### Exercise inputs
"""
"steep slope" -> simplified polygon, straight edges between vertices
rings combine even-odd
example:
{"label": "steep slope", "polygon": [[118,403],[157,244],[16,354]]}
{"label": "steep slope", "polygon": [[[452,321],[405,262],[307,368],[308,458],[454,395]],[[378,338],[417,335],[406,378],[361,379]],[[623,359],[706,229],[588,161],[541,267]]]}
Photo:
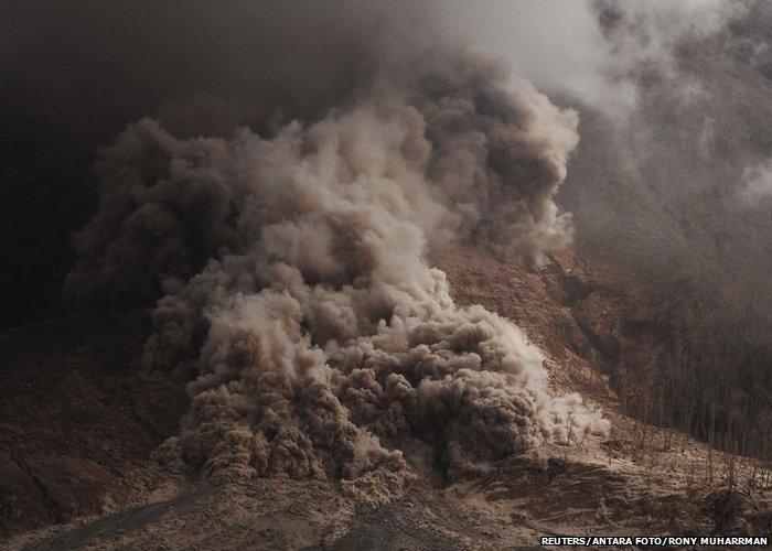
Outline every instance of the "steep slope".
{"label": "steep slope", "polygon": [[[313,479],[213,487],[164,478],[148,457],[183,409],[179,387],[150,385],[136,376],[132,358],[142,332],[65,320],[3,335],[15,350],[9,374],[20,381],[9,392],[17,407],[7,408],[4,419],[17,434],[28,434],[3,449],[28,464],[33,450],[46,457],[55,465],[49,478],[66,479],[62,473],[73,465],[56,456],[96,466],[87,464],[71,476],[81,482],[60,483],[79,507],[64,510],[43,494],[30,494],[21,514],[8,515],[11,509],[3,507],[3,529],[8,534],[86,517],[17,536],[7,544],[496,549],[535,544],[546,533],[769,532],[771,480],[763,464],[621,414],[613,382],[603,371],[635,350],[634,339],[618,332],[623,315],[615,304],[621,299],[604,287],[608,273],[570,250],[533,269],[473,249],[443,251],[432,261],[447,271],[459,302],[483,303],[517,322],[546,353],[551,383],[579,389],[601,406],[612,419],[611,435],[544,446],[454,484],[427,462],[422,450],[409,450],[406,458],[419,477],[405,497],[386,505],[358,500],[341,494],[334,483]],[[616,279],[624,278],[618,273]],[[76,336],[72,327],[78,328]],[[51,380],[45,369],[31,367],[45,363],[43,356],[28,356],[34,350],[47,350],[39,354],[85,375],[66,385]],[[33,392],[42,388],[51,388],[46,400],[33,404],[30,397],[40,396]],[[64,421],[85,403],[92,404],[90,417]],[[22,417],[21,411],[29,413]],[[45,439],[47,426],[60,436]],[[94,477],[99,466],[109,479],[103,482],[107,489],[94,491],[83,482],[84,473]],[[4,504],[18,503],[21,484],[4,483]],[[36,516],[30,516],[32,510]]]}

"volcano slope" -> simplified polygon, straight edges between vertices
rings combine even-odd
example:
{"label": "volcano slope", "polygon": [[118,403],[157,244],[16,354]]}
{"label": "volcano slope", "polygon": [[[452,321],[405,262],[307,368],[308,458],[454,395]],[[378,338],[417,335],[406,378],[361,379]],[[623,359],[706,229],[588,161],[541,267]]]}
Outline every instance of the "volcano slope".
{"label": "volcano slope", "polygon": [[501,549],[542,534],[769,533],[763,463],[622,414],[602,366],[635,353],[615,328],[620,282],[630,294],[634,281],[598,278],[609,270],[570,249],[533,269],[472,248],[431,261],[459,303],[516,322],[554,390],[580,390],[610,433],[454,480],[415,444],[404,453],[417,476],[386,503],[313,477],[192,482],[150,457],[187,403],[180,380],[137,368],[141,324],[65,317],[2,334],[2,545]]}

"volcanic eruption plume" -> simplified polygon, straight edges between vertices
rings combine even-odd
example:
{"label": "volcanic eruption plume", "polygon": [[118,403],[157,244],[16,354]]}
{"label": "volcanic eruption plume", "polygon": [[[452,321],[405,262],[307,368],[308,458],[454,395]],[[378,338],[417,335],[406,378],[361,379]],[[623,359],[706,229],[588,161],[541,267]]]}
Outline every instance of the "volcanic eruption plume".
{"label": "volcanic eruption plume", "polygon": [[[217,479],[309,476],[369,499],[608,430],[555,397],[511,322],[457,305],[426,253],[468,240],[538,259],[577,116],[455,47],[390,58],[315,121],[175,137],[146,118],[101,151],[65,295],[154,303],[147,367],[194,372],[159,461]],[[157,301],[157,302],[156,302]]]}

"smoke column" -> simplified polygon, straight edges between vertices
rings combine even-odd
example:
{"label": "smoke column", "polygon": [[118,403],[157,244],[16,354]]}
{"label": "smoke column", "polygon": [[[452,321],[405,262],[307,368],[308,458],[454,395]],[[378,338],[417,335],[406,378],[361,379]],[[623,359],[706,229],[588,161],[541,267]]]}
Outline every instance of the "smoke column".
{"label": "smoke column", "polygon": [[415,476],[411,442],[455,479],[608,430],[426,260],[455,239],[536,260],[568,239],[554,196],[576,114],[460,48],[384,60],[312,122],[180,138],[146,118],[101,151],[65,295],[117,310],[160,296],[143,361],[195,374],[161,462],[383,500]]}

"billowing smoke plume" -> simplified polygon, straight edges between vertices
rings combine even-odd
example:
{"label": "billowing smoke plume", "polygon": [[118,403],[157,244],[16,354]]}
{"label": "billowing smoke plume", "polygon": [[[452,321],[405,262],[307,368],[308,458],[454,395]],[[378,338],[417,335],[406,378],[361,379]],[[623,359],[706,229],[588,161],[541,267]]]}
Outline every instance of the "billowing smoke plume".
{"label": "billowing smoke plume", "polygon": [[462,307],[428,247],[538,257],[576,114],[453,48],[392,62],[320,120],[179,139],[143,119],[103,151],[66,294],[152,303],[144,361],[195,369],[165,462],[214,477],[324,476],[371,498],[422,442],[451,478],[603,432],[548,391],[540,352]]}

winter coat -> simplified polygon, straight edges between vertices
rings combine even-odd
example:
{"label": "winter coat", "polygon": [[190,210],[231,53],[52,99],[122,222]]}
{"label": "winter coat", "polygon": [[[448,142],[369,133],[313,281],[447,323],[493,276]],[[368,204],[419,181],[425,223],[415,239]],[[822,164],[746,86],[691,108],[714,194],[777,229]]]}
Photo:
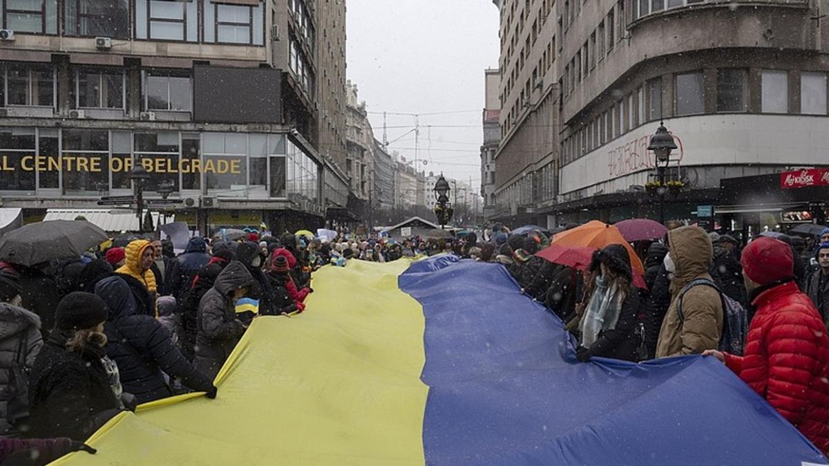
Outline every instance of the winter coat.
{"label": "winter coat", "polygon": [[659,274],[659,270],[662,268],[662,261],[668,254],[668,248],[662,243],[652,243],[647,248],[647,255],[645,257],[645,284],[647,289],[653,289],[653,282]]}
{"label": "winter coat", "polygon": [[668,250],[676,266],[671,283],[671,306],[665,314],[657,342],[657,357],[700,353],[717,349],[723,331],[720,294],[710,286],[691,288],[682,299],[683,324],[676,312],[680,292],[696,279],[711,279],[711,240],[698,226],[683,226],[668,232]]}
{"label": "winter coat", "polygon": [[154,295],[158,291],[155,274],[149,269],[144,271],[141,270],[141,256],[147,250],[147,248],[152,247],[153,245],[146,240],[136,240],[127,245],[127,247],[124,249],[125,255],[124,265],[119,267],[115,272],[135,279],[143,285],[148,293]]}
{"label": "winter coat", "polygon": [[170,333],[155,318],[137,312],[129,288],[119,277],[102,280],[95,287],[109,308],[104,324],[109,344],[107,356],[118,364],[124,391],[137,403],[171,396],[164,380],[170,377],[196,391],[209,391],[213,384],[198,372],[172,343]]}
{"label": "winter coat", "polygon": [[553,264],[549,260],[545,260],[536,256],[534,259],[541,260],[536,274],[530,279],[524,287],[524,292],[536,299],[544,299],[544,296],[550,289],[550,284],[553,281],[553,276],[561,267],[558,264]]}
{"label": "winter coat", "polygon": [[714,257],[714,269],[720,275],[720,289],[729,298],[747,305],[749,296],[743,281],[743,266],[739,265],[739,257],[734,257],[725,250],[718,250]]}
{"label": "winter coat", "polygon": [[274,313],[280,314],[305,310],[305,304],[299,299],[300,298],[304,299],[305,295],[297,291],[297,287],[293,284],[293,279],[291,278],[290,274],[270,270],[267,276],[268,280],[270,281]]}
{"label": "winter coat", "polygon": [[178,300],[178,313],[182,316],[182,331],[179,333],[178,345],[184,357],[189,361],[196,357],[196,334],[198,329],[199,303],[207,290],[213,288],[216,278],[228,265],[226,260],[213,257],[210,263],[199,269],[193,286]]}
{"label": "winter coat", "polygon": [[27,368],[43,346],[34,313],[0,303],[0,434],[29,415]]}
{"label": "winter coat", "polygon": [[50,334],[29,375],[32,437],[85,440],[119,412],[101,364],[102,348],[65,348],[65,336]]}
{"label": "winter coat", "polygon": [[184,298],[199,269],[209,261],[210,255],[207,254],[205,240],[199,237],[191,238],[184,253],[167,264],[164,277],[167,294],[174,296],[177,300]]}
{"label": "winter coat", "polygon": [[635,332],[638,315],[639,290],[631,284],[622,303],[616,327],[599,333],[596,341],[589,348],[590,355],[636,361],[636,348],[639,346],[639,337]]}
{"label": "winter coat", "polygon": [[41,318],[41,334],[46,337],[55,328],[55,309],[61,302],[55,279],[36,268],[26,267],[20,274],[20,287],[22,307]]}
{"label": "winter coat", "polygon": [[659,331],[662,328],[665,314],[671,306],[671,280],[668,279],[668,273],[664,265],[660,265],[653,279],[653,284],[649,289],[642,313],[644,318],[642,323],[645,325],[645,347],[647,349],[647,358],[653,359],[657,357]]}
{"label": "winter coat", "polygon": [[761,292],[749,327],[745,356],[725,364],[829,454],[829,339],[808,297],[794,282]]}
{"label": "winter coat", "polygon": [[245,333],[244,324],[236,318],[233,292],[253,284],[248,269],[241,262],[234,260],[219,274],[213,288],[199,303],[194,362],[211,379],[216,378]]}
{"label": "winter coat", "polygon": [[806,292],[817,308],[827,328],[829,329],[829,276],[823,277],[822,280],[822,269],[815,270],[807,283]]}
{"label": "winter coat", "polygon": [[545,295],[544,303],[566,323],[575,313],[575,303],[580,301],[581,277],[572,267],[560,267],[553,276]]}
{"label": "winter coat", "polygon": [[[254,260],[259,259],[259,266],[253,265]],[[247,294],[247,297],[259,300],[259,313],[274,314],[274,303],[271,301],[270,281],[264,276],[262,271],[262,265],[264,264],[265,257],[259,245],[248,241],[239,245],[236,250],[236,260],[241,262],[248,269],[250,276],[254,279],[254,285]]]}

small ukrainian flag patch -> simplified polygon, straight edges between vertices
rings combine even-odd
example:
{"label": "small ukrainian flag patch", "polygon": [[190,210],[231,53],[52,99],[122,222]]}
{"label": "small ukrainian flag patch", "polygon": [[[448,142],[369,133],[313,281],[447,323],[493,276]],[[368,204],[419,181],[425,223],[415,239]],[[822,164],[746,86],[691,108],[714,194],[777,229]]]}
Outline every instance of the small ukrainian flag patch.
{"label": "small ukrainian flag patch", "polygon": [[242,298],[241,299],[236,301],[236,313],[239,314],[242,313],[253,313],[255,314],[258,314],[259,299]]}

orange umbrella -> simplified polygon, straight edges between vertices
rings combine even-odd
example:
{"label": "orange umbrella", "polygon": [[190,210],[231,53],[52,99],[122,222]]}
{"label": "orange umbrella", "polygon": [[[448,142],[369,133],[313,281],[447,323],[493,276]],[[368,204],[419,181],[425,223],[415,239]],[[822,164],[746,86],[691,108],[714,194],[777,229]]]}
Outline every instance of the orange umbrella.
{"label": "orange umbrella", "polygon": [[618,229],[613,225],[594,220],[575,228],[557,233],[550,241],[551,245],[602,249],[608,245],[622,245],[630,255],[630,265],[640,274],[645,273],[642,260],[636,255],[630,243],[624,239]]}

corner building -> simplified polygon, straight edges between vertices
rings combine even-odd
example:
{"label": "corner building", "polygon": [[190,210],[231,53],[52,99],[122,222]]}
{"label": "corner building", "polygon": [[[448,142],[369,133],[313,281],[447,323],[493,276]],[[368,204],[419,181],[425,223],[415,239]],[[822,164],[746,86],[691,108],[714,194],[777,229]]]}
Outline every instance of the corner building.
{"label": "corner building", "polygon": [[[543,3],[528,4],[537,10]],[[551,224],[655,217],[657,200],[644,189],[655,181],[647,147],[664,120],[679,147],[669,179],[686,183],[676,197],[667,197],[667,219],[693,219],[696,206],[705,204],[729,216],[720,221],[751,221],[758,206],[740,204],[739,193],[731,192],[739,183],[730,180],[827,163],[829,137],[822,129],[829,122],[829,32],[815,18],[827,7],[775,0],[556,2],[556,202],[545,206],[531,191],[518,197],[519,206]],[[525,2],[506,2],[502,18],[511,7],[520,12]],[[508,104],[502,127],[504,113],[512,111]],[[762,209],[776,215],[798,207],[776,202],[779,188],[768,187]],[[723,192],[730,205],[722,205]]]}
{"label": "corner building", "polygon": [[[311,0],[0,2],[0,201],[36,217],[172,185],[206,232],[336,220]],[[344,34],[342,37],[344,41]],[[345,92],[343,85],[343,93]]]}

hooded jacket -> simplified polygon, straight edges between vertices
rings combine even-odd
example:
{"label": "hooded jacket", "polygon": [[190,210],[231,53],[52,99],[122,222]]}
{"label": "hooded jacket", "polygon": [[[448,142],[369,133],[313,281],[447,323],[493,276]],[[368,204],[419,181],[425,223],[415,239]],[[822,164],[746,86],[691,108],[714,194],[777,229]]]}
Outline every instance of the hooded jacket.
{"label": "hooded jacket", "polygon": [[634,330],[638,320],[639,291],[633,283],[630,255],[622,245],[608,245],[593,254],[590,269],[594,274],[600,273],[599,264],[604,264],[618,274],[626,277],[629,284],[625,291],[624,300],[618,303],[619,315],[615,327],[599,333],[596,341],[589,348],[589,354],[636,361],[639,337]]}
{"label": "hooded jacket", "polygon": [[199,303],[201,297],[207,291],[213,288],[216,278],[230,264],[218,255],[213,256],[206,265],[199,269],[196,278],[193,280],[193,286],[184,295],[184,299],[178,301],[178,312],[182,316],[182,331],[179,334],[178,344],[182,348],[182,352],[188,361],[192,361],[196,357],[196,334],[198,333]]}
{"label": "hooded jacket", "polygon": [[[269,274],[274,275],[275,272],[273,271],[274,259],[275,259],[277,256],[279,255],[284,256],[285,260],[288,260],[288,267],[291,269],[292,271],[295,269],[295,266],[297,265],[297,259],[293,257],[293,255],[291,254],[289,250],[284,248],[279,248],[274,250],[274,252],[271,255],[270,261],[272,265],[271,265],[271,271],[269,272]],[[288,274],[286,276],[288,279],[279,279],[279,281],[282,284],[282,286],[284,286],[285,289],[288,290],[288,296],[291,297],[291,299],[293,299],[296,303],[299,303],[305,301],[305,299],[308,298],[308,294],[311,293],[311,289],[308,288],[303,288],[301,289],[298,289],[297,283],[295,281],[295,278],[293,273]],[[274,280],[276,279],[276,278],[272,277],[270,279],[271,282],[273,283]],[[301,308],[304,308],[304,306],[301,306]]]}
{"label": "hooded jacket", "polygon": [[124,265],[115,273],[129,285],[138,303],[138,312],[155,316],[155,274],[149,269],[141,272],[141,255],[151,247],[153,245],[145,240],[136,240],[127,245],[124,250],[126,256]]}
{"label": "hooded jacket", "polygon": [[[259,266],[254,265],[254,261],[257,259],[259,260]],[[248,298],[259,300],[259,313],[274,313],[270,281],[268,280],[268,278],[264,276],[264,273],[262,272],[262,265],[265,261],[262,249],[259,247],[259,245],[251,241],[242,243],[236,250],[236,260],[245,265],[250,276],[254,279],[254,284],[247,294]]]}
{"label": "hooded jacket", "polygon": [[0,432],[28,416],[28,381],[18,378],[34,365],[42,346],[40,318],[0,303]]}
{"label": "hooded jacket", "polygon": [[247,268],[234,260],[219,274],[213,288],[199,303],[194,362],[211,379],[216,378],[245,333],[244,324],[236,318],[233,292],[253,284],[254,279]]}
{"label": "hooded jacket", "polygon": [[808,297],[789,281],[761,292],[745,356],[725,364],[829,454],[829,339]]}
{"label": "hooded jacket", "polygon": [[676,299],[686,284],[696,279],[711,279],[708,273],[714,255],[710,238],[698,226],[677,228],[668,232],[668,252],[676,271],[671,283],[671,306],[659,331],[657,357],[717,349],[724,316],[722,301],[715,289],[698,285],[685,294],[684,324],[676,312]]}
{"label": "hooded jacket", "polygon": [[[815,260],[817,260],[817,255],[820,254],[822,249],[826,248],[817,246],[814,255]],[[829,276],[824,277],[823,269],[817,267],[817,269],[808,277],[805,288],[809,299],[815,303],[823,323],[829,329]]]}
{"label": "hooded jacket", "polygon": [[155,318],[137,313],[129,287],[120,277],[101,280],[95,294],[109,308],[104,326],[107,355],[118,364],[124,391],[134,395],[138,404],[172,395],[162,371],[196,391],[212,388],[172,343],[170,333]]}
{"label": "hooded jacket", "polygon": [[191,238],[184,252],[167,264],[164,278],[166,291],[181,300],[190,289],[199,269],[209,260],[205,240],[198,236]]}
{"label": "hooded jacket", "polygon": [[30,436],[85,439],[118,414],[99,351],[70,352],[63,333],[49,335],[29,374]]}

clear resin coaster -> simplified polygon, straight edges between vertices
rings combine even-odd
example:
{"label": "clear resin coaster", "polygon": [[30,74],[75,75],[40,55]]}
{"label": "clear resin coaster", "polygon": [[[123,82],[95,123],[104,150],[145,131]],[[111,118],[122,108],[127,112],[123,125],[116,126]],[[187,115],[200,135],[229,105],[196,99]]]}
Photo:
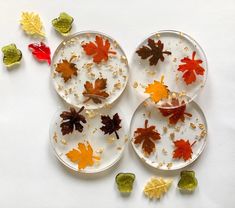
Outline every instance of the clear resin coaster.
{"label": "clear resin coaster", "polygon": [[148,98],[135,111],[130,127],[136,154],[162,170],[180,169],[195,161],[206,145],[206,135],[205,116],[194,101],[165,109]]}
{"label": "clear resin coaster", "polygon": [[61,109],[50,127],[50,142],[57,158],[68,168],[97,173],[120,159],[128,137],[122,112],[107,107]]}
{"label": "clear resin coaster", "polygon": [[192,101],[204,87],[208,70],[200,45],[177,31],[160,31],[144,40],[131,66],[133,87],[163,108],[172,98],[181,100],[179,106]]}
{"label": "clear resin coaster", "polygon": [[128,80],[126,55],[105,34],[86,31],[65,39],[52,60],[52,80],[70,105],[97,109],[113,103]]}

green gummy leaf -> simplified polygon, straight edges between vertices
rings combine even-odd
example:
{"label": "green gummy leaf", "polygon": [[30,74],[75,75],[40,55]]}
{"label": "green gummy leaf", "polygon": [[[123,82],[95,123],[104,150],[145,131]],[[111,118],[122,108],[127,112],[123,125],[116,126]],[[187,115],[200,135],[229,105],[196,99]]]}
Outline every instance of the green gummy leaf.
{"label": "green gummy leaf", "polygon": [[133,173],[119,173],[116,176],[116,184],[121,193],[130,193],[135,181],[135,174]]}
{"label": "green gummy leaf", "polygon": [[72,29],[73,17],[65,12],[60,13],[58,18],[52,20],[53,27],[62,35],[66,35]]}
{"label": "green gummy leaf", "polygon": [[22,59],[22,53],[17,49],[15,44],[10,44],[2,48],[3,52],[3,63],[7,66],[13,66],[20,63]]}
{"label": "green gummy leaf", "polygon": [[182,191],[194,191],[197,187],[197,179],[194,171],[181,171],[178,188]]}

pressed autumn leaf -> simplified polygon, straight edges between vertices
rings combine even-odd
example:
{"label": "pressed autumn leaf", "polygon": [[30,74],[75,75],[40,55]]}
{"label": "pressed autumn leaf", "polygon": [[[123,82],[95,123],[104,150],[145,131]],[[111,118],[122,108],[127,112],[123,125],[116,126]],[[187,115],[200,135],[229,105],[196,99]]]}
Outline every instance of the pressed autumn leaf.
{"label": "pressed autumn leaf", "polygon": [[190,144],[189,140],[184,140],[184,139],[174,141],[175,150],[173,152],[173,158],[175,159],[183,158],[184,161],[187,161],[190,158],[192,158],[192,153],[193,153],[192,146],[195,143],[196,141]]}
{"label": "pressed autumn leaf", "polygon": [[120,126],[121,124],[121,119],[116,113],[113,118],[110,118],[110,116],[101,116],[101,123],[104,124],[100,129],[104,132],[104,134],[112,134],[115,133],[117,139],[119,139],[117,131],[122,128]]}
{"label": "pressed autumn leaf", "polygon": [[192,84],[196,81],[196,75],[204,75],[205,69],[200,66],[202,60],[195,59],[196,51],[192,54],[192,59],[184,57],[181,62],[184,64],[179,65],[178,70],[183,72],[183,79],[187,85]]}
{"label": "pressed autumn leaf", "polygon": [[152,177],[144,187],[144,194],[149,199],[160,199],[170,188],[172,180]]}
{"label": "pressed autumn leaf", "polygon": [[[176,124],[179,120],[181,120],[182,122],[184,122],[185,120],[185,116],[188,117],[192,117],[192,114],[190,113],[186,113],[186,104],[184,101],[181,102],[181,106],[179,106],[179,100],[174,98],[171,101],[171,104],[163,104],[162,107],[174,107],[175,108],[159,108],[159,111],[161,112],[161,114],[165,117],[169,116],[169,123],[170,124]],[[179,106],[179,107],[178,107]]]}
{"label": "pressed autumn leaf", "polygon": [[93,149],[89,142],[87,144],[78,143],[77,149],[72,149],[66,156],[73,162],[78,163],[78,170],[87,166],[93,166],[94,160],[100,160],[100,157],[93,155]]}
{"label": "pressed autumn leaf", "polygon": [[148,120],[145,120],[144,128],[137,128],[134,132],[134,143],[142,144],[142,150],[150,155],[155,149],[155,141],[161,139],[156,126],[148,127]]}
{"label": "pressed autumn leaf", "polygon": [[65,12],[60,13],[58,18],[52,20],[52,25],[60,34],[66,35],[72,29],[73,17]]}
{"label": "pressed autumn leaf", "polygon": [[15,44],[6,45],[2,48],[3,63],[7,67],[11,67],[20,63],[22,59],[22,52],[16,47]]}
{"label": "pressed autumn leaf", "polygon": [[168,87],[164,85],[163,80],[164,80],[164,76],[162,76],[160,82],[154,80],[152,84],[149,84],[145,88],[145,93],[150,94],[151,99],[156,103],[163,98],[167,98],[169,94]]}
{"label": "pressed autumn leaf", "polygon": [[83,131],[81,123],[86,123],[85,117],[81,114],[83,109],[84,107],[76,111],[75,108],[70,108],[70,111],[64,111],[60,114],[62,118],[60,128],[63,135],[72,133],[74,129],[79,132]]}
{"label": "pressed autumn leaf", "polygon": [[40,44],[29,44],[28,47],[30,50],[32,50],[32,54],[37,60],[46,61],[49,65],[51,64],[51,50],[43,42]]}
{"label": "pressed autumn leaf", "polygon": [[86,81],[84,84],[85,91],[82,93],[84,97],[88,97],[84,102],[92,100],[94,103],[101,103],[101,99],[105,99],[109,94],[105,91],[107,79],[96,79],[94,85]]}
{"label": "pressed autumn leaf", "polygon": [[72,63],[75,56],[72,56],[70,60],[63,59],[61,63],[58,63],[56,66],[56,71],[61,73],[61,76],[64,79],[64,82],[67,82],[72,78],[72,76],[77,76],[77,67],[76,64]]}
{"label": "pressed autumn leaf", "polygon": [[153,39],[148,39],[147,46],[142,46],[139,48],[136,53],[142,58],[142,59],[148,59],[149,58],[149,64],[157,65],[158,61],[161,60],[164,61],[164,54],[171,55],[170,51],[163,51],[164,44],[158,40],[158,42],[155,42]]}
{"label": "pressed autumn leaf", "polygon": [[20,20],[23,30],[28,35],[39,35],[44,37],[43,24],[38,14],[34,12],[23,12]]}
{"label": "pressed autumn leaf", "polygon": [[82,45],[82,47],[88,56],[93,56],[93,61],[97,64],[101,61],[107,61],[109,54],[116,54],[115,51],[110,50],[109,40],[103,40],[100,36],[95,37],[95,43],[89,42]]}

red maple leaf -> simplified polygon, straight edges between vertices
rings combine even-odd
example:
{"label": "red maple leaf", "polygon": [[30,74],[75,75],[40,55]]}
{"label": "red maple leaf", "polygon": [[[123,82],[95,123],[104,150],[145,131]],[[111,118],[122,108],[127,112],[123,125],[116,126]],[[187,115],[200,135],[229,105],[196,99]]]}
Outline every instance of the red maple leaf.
"""
### Directions
Copy out the rows starting at the line that has "corner building ->" and ending after the line that has "Outline every instance of the corner", with no changes.

### Finished exercise
corner building -> simplified polygon, straight edges between vertices
rings combine even-odd
example:
{"label": "corner building", "polygon": [[190,210],[231,53],[52,99],[122,222]]}
{"label": "corner building", "polygon": [[[448,142],[369,133],[313,281],[447,323],[493,276]],[[368,204],[419,181],[425,223],[415,239]],[[822,164],[746,86],[691,108],[714,194],[777,229]]]}
Outline every instance of the corner building.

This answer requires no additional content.